-------- Supplied entries

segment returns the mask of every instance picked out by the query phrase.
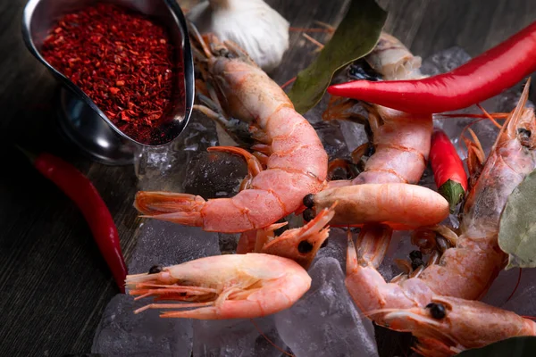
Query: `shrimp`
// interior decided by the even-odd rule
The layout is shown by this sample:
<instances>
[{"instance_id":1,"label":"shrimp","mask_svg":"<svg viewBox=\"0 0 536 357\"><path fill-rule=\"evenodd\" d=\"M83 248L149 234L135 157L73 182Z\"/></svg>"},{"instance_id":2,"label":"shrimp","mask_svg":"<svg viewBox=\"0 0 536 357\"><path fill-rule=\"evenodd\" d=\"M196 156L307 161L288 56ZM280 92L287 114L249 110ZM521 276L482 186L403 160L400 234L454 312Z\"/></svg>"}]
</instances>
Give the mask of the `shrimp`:
<instances>
[{"instance_id":1,"label":"shrimp","mask_svg":"<svg viewBox=\"0 0 536 357\"><path fill-rule=\"evenodd\" d=\"M150 303L135 313L174 309L160 317L253 319L288 309L311 286L311 278L297 263L263 253L210 256L158 270L127 276L129 294L138 295L136 300L155 296L188 303Z\"/></svg>"},{"instance_id":2,"label":"shrimp","mask_svg":"<svg viewBox=\"0 0 536 357\"><path fill-rule=\"evenodd\" d=\"M275 237L274 231L288 224L275 223L267 228L242 233L237 246L238 254L264 253L292 259L304 269L308 269L316 253L323 246L330 234L328 222L333 218L333 208L322 210L305 226L284 231Z\"/></svg>"},{"instance_id":3,"label":"shrimp","mask_svg":"<svg viewBox=\"0 0 536 357\"><path fill-rule=\"evenodd\" d=\"M451 356L503 339L536 336L536 323L515 312L456 297L434 296L428 305L388 311L389 328L412 332L424 356Z\"/></svg>"},{"instance_id":4,"label":"shrimp","mask_svg":"<svg viewBox=\"0 0 536 357\"><path fill-rule=\"evenodd\" d=\"M449 213L447 200L437 192L401 183L345 186L313 196L316 209L338 202L333 226L388 224L395 229L415 229L440 223Z\"/></svg>"},{"instance_id":5,"label":"shrimp","mask_svg":"<svg viewBox=\"0 0 536 357\"><path fill-rule=\"evenodd\" d=\"M385 33L365 60L384 79L420 75L421 59ZM356 120L354 103L351 99L332 98L322 117L327 120ZM314 212L339 200L331 220L334 226L390 222L393 228L400 228L440 223L448 216L447 201L432 190L413 185L426 169L433 129L431 114L408 114L375 104L362 105L368 112L373 141L356 149L352 157L356 163L366 151L364 146L373 150L364 171L351 180L331 181L325 190L306 197L306 206ZM357 120L362 121L361 115ZM307 212L307 215L314 213Z\"/></svg>"},{"instance_id":6,"label":"shrimp","mask_svg":"<svg viewBox=\"0 0 536 357\"><path fill-rule=\"evenodd\" d=\"M469 192L461 235L445 234L447 243L440 244L438 240L438 246L444 250L442 256L431 254L426 266L412 267L407 275L387 283L376 268L389 246L392 228L376 225L362 229L357 252L348 236L345 283L350 295L376 323L422 336L422 351L428 355L450 355L463 346L482 346L508 336L534 334L534 326L515 314L471 301L483 296L506 265L506 254L498 243L500 214L514 188L536 168L536 137L531 136L536 129L536 117L532 108L525 108L529 86L530 80ZM447 316L454 311L452 320L433 324L432 329L426 330L431 322L425 317L433 317L437 311L431 308L440 301L446 303L437 309L443 312L447 309ZM426 306L428 312L423 310ZM480 328L472 320L472 315L465 313L473 307L489 317L488 323L500 326Z\"/></svg>"},{"instance_id":7,"label":"shrimp","mask_svg":"<svg viewBox=\"0 0 536 357\"><path fill-rule=\"evenodd\" d=\"M258 172L248 188L232 198L205 201L192 195L138 192L134 206L145 217L205 231L240 233L267 227L298 210L306 195L324 187L328 155L307 120L243 50L230 42L220 44L214 36L206 36L205 42L193 26L191 32L198 45L197 67L210 84L207 90L214 89L213 102L224 107L229 116L249 122L252 137L259 143L252 147L257 152L253 157L262 158L257 159ZM237 149L220 148L243 154ZM266 169L259 170L263 164Z\"/></svg>"}]
</instances>

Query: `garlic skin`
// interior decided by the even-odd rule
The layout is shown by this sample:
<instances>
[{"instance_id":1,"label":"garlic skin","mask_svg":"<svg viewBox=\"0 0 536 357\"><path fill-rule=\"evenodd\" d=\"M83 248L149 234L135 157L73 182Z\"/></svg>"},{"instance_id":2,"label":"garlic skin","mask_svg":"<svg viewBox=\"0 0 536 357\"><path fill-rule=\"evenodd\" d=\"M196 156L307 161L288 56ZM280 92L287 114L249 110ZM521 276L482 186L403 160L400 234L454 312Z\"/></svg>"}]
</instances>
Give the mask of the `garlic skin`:
<instances>
[{"instance_id":1,"label":"garlic skin","mask_svg":"<svg viewBox=\"0 0 536 357\"><path fill-rule=\"evenodd\" d=\"M289 21L263 0L203 1L187 17L202 34L238 44L264 71L279 66L289 48Z\"/></svg>"}]
</instances>

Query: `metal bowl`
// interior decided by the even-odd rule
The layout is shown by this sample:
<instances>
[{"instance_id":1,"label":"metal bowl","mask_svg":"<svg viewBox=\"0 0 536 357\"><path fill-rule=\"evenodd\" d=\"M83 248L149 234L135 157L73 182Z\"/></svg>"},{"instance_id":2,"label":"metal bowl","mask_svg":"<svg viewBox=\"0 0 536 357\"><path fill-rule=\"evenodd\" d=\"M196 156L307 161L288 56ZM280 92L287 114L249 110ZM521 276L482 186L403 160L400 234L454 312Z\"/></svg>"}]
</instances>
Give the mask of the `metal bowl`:
<instances>
[{"instance_id":1,"label":"metal bowl","mask_svg":"<svg viewBox=\"0 0 536 357\"><path fill-rule=\"evenodd\" d=\"M57 110L63 132L95 161L110 165L130 164L137 151L143 146L169 144L180 135L189 120L195 82L186 21L174 0L107 1L150 16L166 27L176 49L175 58L182 62L183 73L176 78L175 85L176 91L184 93L184 97L172 101L171 110L164 114L165 124L157 129L158 137L141 142L120 130L78 86L52 67L39 53L57 20L96 3L96 0L29 0L22 18L22 36L29 52L62 84Z\"/></svg>"}]
</instances>

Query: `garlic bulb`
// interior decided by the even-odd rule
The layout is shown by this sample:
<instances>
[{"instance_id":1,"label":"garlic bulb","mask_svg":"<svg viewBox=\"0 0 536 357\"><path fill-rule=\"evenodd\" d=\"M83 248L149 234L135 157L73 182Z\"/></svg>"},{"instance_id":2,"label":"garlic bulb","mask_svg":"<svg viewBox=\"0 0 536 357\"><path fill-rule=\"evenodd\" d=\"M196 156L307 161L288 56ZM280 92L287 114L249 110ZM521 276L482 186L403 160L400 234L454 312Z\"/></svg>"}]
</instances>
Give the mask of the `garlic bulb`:
<instances>
[{"instance_id":1,"label":"garlic bulb","mask_svg":"<svg viewBox=\"0 0 536 357\"><path fill-rule=\"evenodd\" d=\"M263 0L203 1L187 16L202 34L238 44L265 71L276 68L289 48L289 21Z\"/></svg>"}]
</instances>

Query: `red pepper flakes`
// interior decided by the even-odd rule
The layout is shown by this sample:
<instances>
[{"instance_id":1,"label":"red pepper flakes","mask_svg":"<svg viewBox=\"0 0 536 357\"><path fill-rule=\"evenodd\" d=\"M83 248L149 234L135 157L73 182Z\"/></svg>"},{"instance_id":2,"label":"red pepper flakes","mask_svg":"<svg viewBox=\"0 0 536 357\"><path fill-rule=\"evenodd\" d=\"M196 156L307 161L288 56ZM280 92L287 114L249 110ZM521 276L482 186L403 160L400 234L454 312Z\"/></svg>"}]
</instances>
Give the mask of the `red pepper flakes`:
<instances>
[{"instance_id":1,"label":"red pepper flakes","mask_svg":"<svg viewBox=\"0 0 536 357\"><path fill-rule=\"evenodd\" d=\"M160 124L175 89L172 79L181 71L173 65L173 47L163 27L110 4L65 15L41 54L138 141L148 140Z\"/></svg>"}]
</instances>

----------------

> Written instruction
How many lines in the entries above contain the word "Give"? Case counts. Reply with the number only.

> Answer to this problem
5